Records drawn from a dataset

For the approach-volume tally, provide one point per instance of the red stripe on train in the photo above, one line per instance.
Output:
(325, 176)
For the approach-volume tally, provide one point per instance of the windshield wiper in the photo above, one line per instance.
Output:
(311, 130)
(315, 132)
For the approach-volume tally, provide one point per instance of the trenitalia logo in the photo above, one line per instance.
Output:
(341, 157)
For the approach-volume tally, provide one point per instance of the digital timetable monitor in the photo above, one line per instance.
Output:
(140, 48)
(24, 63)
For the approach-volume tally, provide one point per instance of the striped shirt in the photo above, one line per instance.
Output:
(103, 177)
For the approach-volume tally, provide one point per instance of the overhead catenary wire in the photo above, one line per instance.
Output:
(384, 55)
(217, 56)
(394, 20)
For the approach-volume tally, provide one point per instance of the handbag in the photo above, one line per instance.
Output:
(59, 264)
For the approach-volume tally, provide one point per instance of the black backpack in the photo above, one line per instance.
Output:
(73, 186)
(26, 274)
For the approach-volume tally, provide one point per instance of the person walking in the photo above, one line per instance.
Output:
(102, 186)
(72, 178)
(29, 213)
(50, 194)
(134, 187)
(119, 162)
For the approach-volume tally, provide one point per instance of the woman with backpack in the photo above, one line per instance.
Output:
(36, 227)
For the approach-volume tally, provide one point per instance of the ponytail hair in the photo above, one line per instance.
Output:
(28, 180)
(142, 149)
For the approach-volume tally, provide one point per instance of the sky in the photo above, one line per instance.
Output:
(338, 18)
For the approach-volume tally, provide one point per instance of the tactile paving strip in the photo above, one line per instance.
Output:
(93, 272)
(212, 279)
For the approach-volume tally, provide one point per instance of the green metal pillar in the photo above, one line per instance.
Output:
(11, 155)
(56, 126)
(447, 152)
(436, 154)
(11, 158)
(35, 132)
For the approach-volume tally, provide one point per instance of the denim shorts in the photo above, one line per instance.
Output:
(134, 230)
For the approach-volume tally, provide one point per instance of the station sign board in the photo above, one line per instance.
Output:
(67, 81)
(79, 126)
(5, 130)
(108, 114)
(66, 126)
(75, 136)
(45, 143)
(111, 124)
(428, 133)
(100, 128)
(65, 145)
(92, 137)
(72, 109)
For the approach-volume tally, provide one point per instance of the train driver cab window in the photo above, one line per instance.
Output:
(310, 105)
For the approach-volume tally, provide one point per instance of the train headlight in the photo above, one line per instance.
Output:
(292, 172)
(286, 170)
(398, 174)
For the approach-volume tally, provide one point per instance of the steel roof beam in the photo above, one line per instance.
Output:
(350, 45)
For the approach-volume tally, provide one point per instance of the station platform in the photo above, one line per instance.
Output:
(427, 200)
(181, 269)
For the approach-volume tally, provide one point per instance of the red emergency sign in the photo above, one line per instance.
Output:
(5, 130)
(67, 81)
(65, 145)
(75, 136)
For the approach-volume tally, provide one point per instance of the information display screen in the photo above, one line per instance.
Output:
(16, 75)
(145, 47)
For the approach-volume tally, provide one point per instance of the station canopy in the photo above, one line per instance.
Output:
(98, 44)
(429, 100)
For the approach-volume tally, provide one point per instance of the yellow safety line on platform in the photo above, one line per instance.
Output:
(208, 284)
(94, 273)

■ **Activity**: Every line that contains the string "platform" should be copied from the entries.

■ **Result for this exercise**:
For the approach-volume tally, provide one point per instance of the station platform in the photo above, one line per instance.
For the approach-volume tally, provide one point per instance of the yellow safety line on platform in the photo above, one line per instance.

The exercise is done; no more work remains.